--- BEGIN DATA SHOWN ---
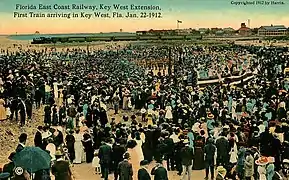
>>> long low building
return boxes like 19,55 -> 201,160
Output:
258,25 -> 288,36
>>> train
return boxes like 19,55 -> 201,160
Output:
32,35 -> 202,44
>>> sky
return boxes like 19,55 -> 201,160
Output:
0,0 -> 289,34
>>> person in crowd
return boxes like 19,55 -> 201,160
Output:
98,142 -> 112,180
51,151 -> 72,180
137,160 -> 151,180
117,153 -> 133,180
3,152 -> 16,178
34,126 -> 44,149
204,138 -> 217,180
151,163 -> 169,180
16,133 -> 27,153
181,139 -> 194,180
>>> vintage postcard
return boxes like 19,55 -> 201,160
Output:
0,0 -> 289,180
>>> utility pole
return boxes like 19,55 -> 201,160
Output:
167,47 -> 172,77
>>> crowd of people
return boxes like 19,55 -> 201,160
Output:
0,42 -> 289,180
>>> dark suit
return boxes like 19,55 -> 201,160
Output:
117,159 -> 133,180
34,131 -> 43,149
98,144 -> 112,180
16,143 -> 24,153
151,166 -> 169,180
164,138 -> 175,171
216,137 -> 230,167
51,160 -> 72,180
112,144 -> 126,180
181,146 -> 194,166
137,168 -> 151,180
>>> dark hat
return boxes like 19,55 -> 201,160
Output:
19,133 -> 27,142
55,151 -> 63,157
123,152 -> 130,159
8,152 -> 16,161
0,172 -> 10,179
140,160 -> 149,166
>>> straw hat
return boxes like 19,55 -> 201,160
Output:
255,156 -> 269,166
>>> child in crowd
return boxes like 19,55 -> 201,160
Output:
92,150 -> 101,174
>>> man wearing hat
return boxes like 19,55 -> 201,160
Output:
51,151 -> 72,180
181,139 -> 194,180
0,152 -> 16,179
151,163 -> 169,180
117,153 -> 133,180
0,172 -> 10,180
216,166 -> 227,180
16,133 -> 27,153
207,113 -> 215,132
34,126 -> 43,148
137,160 -> 151,180
164,132 -> 175,171
98,142 -> 112,180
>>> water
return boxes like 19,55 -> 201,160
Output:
8,32 -> 135,41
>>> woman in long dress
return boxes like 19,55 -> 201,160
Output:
165,104 -> 173,120
73,129 -> 84,164
0,97 -> 7,121
127,139 -> 144,169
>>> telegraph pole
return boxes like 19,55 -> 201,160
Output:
168,47 -> 172,77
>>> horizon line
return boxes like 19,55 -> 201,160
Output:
0,24 -> 289,36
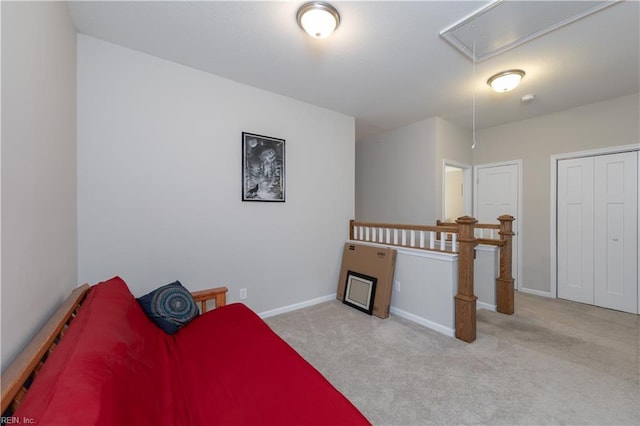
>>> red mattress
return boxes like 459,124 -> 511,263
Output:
14,277 -> 369,426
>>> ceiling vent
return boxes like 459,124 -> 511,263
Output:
440,0 -> 620,62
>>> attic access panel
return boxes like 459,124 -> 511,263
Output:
440,0 -> 620,62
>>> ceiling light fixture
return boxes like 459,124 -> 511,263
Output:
487,70 -> 524,93
296,1 -> 340,38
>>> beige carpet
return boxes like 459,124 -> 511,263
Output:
266,293 -> 640,425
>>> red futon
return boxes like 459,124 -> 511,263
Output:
13,277 -> 369,426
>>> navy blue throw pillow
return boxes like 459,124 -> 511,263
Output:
136,281 -> 200,334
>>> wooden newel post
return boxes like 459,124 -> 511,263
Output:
496,215 -> 515,315
455,216 -> 478,343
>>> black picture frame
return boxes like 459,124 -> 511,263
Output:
242,132 -> 286,202
342,271 -> 378,315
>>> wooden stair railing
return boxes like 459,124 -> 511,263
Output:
349,220 -> 458,253
496,215 -> 515,315
436,215 -> 515,315
349,215 -> 515,342
454,216 -> 478,343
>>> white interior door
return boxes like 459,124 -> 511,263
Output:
474,161 -> 522,288
557,151 -> 638,313
594,151 -> 638,313
557,157 -> 594,304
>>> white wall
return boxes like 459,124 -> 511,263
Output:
1,2 -> 77,370
78,35 -> 355,312
473,94 -> 640,296
356,119 -> 438,224
356,117 -> 472,225
428,117 -> 473,218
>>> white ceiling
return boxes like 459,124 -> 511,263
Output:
69,0 -> 640,139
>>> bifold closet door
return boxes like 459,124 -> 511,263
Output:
557,157 -> 594,304
593,151 -> 638,314
557,151 -> 638,313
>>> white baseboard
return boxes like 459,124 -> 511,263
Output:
258,293 -> 336,318
476,300 -> 497,312
518,287 -> 556,299
390,306 -> 455,337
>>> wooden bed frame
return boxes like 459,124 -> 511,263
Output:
0,284 -> 227,416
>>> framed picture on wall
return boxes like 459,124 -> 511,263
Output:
242,132 -> 285,202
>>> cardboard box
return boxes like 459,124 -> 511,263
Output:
336,243 -> 397,318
--- END DATA SHOWN ---
▶ WHAT TO DO:
Please render every line of the records above as a numbered list, omitting blank lines and leaving the pictures out.

▶ RESULT OF THIS EXERCISE:
1. >>> long low building
2. return boxes like 19,55 -> 201,160
3. Output:
4. 258,25 -> 288,36
5. >>> train
6. return boxes like 19,55 -> 201,160
7. Output:
8. 32,35 -> 202,44
9. >>> sky
10. return boxes like 19,55 -> 201,160
11. Output:
12. 0,0 -> 289,34
13. >>> person in crowd
14. return boxes like 19,55 -> 201,160
15. Output:
16. 98,142 -> 112,180
17. 51,151 -> 72,180
18. 137,160 -> 151,180
19. 117,153 -> 133,180
20. 3,152 -> 16,178
21. 34,126 -> 44,149
22. 204,138 -> 217,180
23. 151,163 -> 169,180
24. 16,133 -> 27,153
25. 181,139 -> 194,180
26. >>> vintage postcard
27. return boxes like 19,55 -> 201,160
28. Output:
29. 0,0 -> 289,180
30. >>> utility pole
31. return boxes like 19,55 -> 201,160
32. Output:
33. 167,47 -> 172,77
34. >>> crowd of people
35. return boxes like 19,55 -> 201,160
36. Output:
37. 0,42 -> 289,180
38. >>> dark suit
39. return boxes like 19,55 -> 201,160
40. Output:
41. 117,159 -> 133,180
42. 34,131 -> 43,149
43. 98,144 -> 112,180
44. 16,143 -> 24,153
45. 151,166 -> 169,180
46. 164,138 -> 175,171
47. 216,137 -> 230,167
48. 51,160 -> 72,180
49. 112,144 -> 126,180
50. 181,146 -> 194,166
51. 137,168 -> 151,180
52. >>> dark hat
53. return boxes like 19,55 -> 201,160
54. Output:
55. 19,133 -> 27,142
56. 55,151 -> 63,157
57. 123,152 -> 130,159
58. 8,152 -> 16,161
59. 0,172 -> 10,179
60. 140,160 -> 149,166
61. >>> straw hat
62. return boxes like 19,55 -> 201,160
63. Output:
64. 255,156 -> 269,166
65. >>> child in crowd
66. return boxes like 19,55 -> 201,160
67. Output:
68. 92,150 -> 101,174
69. >>> man wearing hat
70. return boxes like 19,55 -> 201,160
71. Output:
72. 51,151 -> 72,180
73. 181,139 -> 194,180
74. 0,152 -> 16,179
75. 151,163 -> 169,180
76. 117,153 -> 133,180
77. 0,172 -> 10,180
78. 216,166 -> 227,180
79. 16,133 -> 27,153
80. 207,113 -> 215,132
81. 34,126 -> 43,148
82. 137,160 -> 151,180
83. 164,132 -> 175,171
84. 98,142 -> 112,180
85. >>> water
86. return boxes like 19,55 -> 201,160
87. Output:
88. 8,32 -> 135,41
89. >>> woman in long dress
90. return boxes like 19,55 -> 201,160
91. Output:
92. 165,104 -> 173,120
93. 73,129 -> 84,164
94. 0,97 -> 7,121
95. 127,139 -> 144,169
96. >>> telegraph pole
97. return boxes like 19,55 -> 201,160
98. Output:
99. 168,47 -> 172,77
100. >>> horizon line
101. return boxes like 19,55 -> 201,160
102. Output:
103. 0,24 -> 289,36
104. >>> red mattress
105. return boxes like 459,124 -> 511,263
106. Output:
107. 14,277 -> 369,426
108. >>> ceiling vent
109. return boxes like 459,124 -> 511,263
110. Output:
111. 440,0 -> 620,62
112. >>> attic access panel
113. return boxes like 459,124 -> 511,263
114. Output:
115. 440,0 -> 620,62
116. >>> ceiling light fixture
117. return boxes like 459,124 -> 511,263
118. Output:
119. 487,70 -> 524,93
120. 296,1 -> 340,38
121. >>> beige carpet
122. return boxes like 459,124 -> 511,263
123. Output:
124. 266,293 -> 640,425
125. >>> red futon
126. return boxes like 459,124 -> 511,263
127. Output:
128. 13,277 -> 369,426
129. >>> navy blue throw pillow
130. return boxes like 459,124 -> 511,263
131. Output:
132. 136,281 -> 200,334
133. >>> wooden newel post
134. return boxes like 459,124 -> 511,263
135. Output:
136. 496,215 -> 515,315
137. 455,216 -> 478,343
138. >>> black picture frame
139. return boxes like 459,124 -> 511,263
140. Output:
141. 242,132 -> 286,202
142. 342,271 -> 378,315
143. >>> wooden stair railing
144. return boxes like 459,124 -> 511,263
145. Output:
146. 349,220 -> 458,253
147. 496,215 -> 515,315
148. 436,215 -> 515,315
149. 349,215 -> 515,342
150. 454,216 -> 478,343
151. >>> white interior door
152. return boxes like 459,124 -> 511,263
153. Output:
154. 474,161 -> 522,288
155. 557,151 -> 638,313
156. 594,151 -> 638,313
157. 557,157 -> 594,304
158. >>> white wall
159. return boxes like 459,124 -> 511,263
160. Output:
161. 1,2 -> 77,370
162. 78,35 -> 355,312
163. 473,94 -> 640,296
164. 356,119 -> 438,224
165. 356,117 -> 472,225
166. 428,117 -> 473,218
167. >>> white ceiling
168. return boxes like 459,124 -> 511,263
169. Output:
170. 69,0 -> 640,139
171. >>> bifold closet door
172. return boxes like 459,124 -> 511,263
173. Output:
174. 557,157 -> 594,304
175. 593,151 -> 638,314
176. 557,151 -> 638,313
177. >>> white baseboard
178. return boxes like 459,124 -> 511,263
179. Output:
180. 258,293 -> 336,318
181. 476,300 -> 497,312
182. 518,287 -> 556,299
183. 390,306 -> 455,337
184. >>> wooden bed frame
185. return boxes like 459,124 -> 511,263
186. Output:
187. 0,284 -> 227,416
188. >>> framed picture on wall
189. return boxes like 459,124 -> 511,263
190. Output:
191. 242,132 -> 285,202
192. >>> cardboard box
193. return boxes like 459,124 -> 511,263
194. Output:
195. 336,243 -> 397,318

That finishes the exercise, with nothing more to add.